##### PAGE EXTRACT #####
# Dustless drywall sander



## iowacarpenter (Jun 18, 2012)

What is a good dustless drywall sander I can buy. I refer it to be really light. Also can I just buy a sander that can plug in to my shop vac that I own already.


----------



## Catpaw (Jun 12, 2011)

Does your shop-vac happen to be a festool? :thumbsup: Then for $1,000 you could get their drywall sander. That would work uber, unfortunately eventually you'd find the festool vac you currently own clogs up kinda fast and will want to spend another $600-$700 for their dedicated drywall vacuum, which is not hepa, but comes with some sort of beater bar that knocks the dust out of the filter. 

I've used a porter cable sander in the past, it was ok, less dust, but I found it awkward. Had to touch up by hand in areas as well. 

I have yet to buy either personally, I don't do enough drywall to warrant the purchase. Every time I get a drywall job, I consider picking up the festool, but can't get over the sticker shock. On the other hand, once purchased I've yet to have buyer's remorse with festool.

Only reason to get the porter cable in my opinion is to cut down on the dust, I still had to hand sand in spots, and your still "working" when your using it.

Hooking the porter cable to your vac shouldn't be a problem if I remember correctly. There is always duct tape.


----------



## Greg from K/W (Jan 28, 2010)

I used the Porter cable with my rigid vac. Worked well enough. Festool? I can't cope with the sticker shock either. Sorry guys.


----------



## The Coastal Craftsman (Jun 29, 2009)

The planex is the best you can buy. It ain't cheap but it's worth it. I don't do much drywall but I hate and I mean hate sanding drywall to the point I would gladly pay $1800 for a kit to do it well and I did. You WILL need the auto clean vac. I tried to use bags and it didn't go well. After about 2 mins of sanding i lost almost 80% suction and that was with using the AC vac. I then used the plastic bags that are designed for drywall and it worked at full suction 100% of the time. It will clog the filter but don't worry as its meant to do that. The vac reverses the air flow and blows the filter out and it does this how ever often it likes. The sand paper is also only $1 a sheet. I would think twice about it even if I only did one 10x10 room a year with it.
##### EXTRACTED ENTRIES #####
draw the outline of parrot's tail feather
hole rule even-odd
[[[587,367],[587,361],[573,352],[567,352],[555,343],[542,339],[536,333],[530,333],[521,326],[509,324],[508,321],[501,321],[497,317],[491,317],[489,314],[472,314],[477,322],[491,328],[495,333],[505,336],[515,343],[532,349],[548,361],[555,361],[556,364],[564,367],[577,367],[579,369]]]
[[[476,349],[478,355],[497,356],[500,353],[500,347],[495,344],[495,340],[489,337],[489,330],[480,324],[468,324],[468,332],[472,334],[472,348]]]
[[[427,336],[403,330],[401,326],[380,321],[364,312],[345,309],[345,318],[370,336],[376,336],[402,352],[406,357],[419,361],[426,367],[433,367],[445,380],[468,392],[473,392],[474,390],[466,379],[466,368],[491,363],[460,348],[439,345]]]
#####
##### EXTRACTED ENTRIES #####
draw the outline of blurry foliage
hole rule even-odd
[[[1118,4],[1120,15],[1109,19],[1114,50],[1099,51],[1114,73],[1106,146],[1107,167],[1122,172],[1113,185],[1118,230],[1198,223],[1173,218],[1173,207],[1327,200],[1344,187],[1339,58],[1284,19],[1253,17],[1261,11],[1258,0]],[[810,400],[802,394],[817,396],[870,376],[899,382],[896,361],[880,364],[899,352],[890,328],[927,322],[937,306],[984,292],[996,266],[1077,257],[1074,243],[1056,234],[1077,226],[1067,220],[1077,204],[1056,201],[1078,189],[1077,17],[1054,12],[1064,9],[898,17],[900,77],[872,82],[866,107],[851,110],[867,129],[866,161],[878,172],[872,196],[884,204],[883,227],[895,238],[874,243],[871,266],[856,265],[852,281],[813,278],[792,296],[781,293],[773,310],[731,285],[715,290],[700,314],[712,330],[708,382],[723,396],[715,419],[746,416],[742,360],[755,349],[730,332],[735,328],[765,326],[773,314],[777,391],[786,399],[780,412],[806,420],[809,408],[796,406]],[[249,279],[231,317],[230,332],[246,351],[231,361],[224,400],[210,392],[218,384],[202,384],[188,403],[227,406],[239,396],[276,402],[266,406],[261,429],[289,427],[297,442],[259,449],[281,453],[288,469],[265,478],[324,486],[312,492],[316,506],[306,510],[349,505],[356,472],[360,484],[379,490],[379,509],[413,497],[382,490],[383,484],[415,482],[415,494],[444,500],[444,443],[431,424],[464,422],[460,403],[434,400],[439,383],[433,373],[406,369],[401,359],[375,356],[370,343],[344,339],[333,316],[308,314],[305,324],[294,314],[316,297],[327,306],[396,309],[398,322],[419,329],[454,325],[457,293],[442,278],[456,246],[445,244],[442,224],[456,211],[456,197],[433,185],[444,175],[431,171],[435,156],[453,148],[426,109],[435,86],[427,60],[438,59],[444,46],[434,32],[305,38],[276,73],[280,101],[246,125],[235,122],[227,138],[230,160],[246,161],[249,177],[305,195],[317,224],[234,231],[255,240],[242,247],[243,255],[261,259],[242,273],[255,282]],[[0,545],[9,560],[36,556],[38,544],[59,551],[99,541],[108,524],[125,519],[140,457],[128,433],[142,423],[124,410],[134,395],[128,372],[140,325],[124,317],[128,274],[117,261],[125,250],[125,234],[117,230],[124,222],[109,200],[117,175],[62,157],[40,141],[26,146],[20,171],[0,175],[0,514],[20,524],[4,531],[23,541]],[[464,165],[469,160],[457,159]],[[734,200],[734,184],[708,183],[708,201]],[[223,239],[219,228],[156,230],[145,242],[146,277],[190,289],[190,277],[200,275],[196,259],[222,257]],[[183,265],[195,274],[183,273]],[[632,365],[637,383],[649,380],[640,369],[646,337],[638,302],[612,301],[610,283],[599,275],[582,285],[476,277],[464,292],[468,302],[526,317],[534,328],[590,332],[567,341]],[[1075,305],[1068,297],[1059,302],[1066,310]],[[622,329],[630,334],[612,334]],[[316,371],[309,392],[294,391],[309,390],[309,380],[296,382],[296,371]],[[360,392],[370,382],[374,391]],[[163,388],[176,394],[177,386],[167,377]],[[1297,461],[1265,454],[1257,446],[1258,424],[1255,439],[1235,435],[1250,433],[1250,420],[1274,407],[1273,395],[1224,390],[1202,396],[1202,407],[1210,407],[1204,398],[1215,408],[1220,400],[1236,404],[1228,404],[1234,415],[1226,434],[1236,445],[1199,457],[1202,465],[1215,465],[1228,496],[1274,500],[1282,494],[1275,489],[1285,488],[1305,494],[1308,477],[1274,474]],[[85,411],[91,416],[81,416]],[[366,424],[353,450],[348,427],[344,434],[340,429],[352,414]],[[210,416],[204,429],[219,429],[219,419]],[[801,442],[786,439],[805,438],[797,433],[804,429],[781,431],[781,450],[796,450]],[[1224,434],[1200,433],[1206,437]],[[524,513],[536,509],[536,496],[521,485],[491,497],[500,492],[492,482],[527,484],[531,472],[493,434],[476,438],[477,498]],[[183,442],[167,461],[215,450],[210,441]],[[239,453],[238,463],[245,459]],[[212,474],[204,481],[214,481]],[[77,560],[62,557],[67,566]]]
#####
→ **CHALLENGE**: Pick up the thread on dustless drywall sanders after its last post and keep it going. The records have nothing to do with the drywall sander thread.

→ **RIGHT ANSWER**:
----------



## Part Time Taper (Sep 2, 2012)

Sanding is the worst part of drywalling no doubt about that. I used a dustless sander one time and it clogged up my shopvac. I gave up on the dustless idea.


----------



## The Coastal Craftsman (Jun 29, 2009)

Part Time Taper said:


> Sanding is the worst part of drywalling no doubt about that. I used a dustless sander one time and it clogged up my shopvac. I gave up on the dustless idea.


Yeah standard vac will clogged up very quickly.


----------



## I Mester (Aug 21, 2011)

I have the porter cable sander. been using it for about 15 yrs now. i bought the porter cable vac that goes with it. but i believe it works much better with my 16 gallon shop vac. sure, its not 100% dust free. but hell. much better then the "other" way


----------



## mbryan (Dec 6, 2010)

You guys try the high filtration bags for you vac? The work amazing for me.


----------



## The Coastal Craftsman (Jun 29, 2009)

They are even worse. The issue is the more dust you suck up the higher filtration you get which lowers your suction. That's why festool don't include a HEPA filter with the CT36AC drywall vac as the lower your filtration the better your suction. You shouldn't be using a filter type bag at all on drywall and be using a plastic bag which has a open top.


----------



## mbryan (Dec 6, 2010)

Plastic bag? Have never heard of them. 

How about this then?









http://m.finehomebuilding.com/how-to/reader-tip/a-better-way-to-suck-up-drywall-dust.aspx


----------



## The Coastal Craftsman (Jun 29, 2009)

mbryan said:


> Plastic bag? Have never heard of them.
> 
> How about this then?
> 
> ...



That looks like a lot of hassle to stop dust getting to the filter. It may work but looks like it would be full after a few mins based on its size. 

Here's the bags that go into the festool vac. All they are designed to do is hold the dust. They don't filter it or stop the dust from getting into the filter. They just make it easier to get all that dust out of the vac when the vac is full. 

http://www.festoolproducts.com/Festool-496215-Disposable-Liner-Dust-Extractor-Bag-p/496215.htm


----------



## mbryan (Dec 6, 2010)

Well fine then, make it out of 55 gallon drums...

Unfortunately my rigid doesn't have a self cleaning filter option..


----------



## The Coastal Craftsman (Jun 29, 2009)

mbryan said:


> Well fine then, make it out of 55 gallon drums...
> 
> Unfortunately my rigid doesn't have a self cleaning filter option..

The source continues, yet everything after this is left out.